Manhood, Masculinity, and Hyper masculinity Reflections

Identify ways the film portrays masculinity (be sure to reference the readings):

The film “Fight Club” portrays masculinity in many different ways, mostly through the two main characters. Firstly, the Narrator, Jack (Edward Norton) is a man who battles with depression, insomnia and split-personality disorder. Convinced he has no successful future he is portrayed as the opposite of a strong masculine character. Tyler (Brad Pitt) is a good-looking, aggressive man who is the Narrator’s hyper masculine alter ego. In Neale’s article “Masculinity as Spectacle”, he refers to the concept of narcissistic identification which describes manhood as “aggress[ive], power[full], and control[ling]”(5). When these two characters meet, they create a men’s only Fight Club that includes violence and ‘masculine behaviour’ which helps them and other men externalize their internal struggles of having to suppress their emotions.
Consider how the film contributes to positive or negative views of masculinity:

The film contributes positively to views of masculinity because it shows there are Support Groups available for men who are struggling with life changes and who have troubles expressing their emotions. It is a positive aspect because it shows that men can be vulnerable in front of other men and that support groups can be beneficial.

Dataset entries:
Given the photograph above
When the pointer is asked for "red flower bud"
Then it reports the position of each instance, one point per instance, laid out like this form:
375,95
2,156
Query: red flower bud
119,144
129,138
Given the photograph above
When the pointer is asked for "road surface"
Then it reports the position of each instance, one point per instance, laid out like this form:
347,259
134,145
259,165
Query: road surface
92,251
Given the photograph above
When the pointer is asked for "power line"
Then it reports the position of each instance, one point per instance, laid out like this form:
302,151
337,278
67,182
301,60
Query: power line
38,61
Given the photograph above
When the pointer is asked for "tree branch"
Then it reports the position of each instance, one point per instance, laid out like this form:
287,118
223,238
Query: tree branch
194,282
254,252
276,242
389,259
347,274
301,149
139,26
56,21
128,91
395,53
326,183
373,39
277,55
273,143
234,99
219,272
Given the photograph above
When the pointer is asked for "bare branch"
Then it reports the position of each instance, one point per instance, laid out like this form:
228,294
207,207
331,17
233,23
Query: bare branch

Exercise goal:
Please continue the reflection on masculinity in "Fight Club" from its last sentence.

Exercise output:
Negative associations involved with this film are that it lacks diversity involving the term of masculinity as a trait. It’s assumed that masculine traits include the ability to obtain power, be strong, and have the ability to endure pain. The Fight Club itself, involves negative connotations

because it shows that the only way men can deal with their overwhelming emotions, is by being violent and dominant.
What the Film tells us about the world in response to Gill’s “postfeminism as sensibility”:

In response to Gill’s “postfeminism as sensibility”, the film shows us the idea of emphasis upon self-surveillance. For example, Gill discusses the surveillance of women’s bodies and how their bodies are “dissected by women as well as men, and are always at risk of ‘failing’” (149). It is obvious that Gill’s article discusses women as sensible, her articles relates to the film because the characters feel pressure to look a certain way and portray themselves as ‘masculine’. There is an obsession with the male body in this film as Tyler would not be as fit and aggressive if he didn’t have an awareness of his body-type and the idea that he must portray himself as strong-willed.
Anything else you observe:
Were Marla and Tyler the narrator’s alter ego’s the entire time? Were they just two people created within the Narrator’s imagination due to his split-personality disorder?
When the Narrator shot himself, was he doing it as a metaphor to get rid of the voices of Tyler in his head?
What exactly is the moral of this story and what message is it trying to convey to the audience?